(EXTRACT PROVIDED)

An automatic recognition of a specialized discourse in large corpora is also possible, like in the project GÉODE led by Aline Brenon, which focuses on geographical discourse in encyclopaedias from the Encyclopédie by D’Alembert and Diderot to 19th-century encyclopaedias. Lucas Lévêque, Florian Cuny, and Noé Gasparini presented state-of-the-art methods of computational processing of dictionaries in the public domain.
An inspiring paper by Lucence Ing on the disappearance of lexemes between the 13th and 16th centuries illustrated that words that occur rarely do not yet mean a complete disappearance, until a systematic replacement can be detected in the corpus. Mathieu Dehouck, Sophie Prévost, Mathilde Regnault, and Loïc Grobol, in a collective paper on syntactic change in a Neolatin corpus, pointed out that “noise” can appear in the corpus as for linear regression. While the mother tongue of the authors influenced the way they wrote in Latin, the latter as the learned language also had its rules. The last paper, by Natasha Romanova and Rayan Ziane, treated of the syntactical annotation of diachronic corpora and the progress Large Language Models allowed if trained for the target corpus.

(End EXTRACT PROVIDED)

TASK DESCRIPTION ▸ Please copy out, word for word, the part of the report on corpus research that opens with the words containing "An inspiring paper" and closes with "the target corpus.". The items that come next are separate from the report on corpus research above.

(GIVEN INFORMATION)

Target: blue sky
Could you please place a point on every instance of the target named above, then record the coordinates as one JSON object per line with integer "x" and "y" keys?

(End GIVEN INFORMATION)
(GIVEN INFORMATION)

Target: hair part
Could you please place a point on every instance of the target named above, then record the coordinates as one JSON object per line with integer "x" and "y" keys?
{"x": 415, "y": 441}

(End GIVEN INFORMATION)
(GIVEN INFORMATION)

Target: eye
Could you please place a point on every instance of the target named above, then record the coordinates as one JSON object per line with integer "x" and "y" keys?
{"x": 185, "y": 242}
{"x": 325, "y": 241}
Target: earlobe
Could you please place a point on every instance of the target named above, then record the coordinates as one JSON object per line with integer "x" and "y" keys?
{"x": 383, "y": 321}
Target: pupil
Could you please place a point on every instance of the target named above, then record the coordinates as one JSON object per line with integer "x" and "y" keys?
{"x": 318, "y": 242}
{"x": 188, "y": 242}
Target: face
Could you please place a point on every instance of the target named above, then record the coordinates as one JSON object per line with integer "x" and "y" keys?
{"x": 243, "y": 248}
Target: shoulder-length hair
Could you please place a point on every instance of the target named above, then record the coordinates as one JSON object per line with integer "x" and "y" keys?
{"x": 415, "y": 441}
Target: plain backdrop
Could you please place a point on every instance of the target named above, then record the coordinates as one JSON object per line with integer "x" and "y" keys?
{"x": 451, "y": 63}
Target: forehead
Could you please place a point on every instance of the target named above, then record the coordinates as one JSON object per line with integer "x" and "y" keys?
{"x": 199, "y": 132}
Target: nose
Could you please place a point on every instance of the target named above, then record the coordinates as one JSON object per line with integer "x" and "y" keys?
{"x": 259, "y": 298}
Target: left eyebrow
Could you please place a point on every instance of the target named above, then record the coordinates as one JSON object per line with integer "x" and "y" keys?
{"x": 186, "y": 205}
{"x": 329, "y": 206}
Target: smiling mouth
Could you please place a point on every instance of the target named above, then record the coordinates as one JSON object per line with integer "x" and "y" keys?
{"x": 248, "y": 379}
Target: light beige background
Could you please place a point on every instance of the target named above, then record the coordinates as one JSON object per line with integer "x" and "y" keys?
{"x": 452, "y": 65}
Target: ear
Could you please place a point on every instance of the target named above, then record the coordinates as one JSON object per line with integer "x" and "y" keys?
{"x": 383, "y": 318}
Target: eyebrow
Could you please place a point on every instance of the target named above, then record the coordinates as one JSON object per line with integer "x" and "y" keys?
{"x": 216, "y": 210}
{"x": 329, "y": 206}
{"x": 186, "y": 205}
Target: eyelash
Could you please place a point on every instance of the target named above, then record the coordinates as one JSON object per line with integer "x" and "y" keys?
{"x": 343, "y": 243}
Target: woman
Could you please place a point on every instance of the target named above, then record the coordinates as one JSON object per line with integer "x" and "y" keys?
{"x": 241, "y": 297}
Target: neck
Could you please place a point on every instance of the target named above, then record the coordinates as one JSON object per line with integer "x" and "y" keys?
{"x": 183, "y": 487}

(End GIVEN INFORMATION)

EXERCISE SOLUTION ▸
An inspiring paper by Lucence Ing on the disappearance of lexemes between the 13th and 16th centuries illustrated that words that occur rarely do not yet mean a complete disappearance, until a systematic replacement can be detected in the corpus. Mathieu Dehouck, Sophie Prévost, Mathilde Regnault, and Loïc Grobol, in a collective paper on syntactic change in a Neolatin corpus, pointed out that “noise” can appear in the corpus as for linear regression. While the mother tongue of the authors influenced the way they wrote in Latin, the latter as the learned language also had its rules. The last paper, by Natasha Romanova and Rayan Ziane, treated of the syntactical annotation of diachronic corpora and the progress Large Language Models allowed if trained for the target corpus.